--- Information shown ---
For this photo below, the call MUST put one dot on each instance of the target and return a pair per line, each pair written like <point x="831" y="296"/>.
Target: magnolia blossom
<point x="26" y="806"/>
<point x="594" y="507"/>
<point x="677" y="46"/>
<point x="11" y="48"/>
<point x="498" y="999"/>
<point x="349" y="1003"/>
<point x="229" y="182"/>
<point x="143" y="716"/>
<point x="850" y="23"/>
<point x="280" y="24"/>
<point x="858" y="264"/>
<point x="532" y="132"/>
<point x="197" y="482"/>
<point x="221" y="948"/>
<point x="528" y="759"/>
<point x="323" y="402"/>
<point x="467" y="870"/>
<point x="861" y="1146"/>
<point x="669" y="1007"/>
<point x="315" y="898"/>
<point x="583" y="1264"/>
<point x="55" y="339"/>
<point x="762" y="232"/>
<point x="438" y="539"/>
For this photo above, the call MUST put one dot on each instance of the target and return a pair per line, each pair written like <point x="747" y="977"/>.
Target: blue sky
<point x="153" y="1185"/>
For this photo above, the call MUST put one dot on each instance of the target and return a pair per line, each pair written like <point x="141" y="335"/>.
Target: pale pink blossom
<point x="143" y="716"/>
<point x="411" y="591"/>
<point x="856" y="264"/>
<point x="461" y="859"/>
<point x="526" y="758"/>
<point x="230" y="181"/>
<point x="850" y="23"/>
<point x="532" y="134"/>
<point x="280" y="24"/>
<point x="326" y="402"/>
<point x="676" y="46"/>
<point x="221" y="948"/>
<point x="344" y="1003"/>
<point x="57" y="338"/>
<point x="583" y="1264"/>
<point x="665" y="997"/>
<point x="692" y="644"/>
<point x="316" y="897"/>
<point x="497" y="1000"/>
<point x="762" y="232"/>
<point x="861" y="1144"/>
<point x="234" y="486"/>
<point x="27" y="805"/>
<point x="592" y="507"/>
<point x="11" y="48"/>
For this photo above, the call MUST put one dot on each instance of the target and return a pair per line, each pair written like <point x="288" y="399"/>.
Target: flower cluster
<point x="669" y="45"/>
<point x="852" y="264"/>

--- Objective ---
Extract the full listing above without altering anything.

--- Task output ---
For this photo below, the call MUST put one dot on each instance of the target and return a pair per line, each pair written like <point x="831" y="296"/>.
Target: magnolia blossom
<point x="26" y="806"/>
<point x="594" y="507"/>
<point x="677" y="46"/>
<point x="11" y="48"/>
<point x="498" y="999"/>
<point x="349" y="1003"/>
<point x="229" y="182"/>
<point x="143" y="716"/>
<point x="850" y="23"/>
<point x="280" y="24"/>
<point x="858" y="264"/>
<point x="532" y="132"/>
<point x="197" y="482"/>
<point x="221" y="948"/>
<point x="528" y="759"/>
<point x="323" y="402"/>
<point x="467" y="870"/>
<point x="861" y="1146"/>
<point x="669" y="1007"/>
<point x="315" y="898"/>
<point x="583" y="1264"/>
<point x="55" y="339"/>
<point x="762" y="232"/>
<point x="438" y="539"/>
For this photo above, the call MUST put one dot on each instance of the target and return a pair per line, each pair written like <point x="747" y="977"/>.
Target: blue sky
<point x="153" y="1185"/>
For this photo above, the call MUST put one dot on each instance of the target and return a pair per line, each pair written like <point x="141" y="335"/>.
Target: pale pink blossom
<point x="143" y="716"/>
<point x="411" y="591"/>
<point x="856" y="264"/>
<point x="461" y="859"/>
<point x="526" y="758"/>
<point x="230" y="181"/>
<point x="850" y="23"/>
<point x="532" y="134"/>
<point x="280" y="24"/>
<point x="326" y="402"/>
<point x="676" y="46"/>
<point x="221" y="948"/>
<point x="344" y="1003"/>
<point x="57" y="338"/>
<point x="583" y="1264"/>
<point x="665" y="997"/>
<point x="692" y="644"/>
<point x="316" y="897"/>
<point x="497" y="1000"/>
<point x="762" y="232"/>
<point x="861" y="1144"/>
<point x="234" y="486"/>
<point x="27" y="805"/>
<point x="592" y="507"/>
<point x="11" y="48"/>
For this photo above, the call MUST put one dot on each instance of the target and return a pair per line, each pair written like <point x="288" y="399"/>.
Target: flower cluster
<point x="669" y="45"/>
<point x="852" y="264"/>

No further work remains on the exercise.